(YOUR GOAL) Rewrite every line of the entries below, requests included. Scale each x and y coordinate in the answers by 2.15, rounding to whole numbers with halves rounded up, and leave the requests unchanged.
[begin DATASET ENTRIES]
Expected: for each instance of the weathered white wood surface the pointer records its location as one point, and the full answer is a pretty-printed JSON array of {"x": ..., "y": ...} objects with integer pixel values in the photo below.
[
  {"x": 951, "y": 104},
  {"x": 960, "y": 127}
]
[end DATASET ENTRIES]
(SOLUTION FOR THIS PROBLEM)
Expected: for each instance of the weathered white wood surface the pointer records its location as one point, and the full answer is a pretty-printed JSON array of {"x": ..., "y": ...} objects with integer pixel values in the photo below.
[
  {"x": 2045, "y": 224},
  {"x": 2064, "y": 273}
]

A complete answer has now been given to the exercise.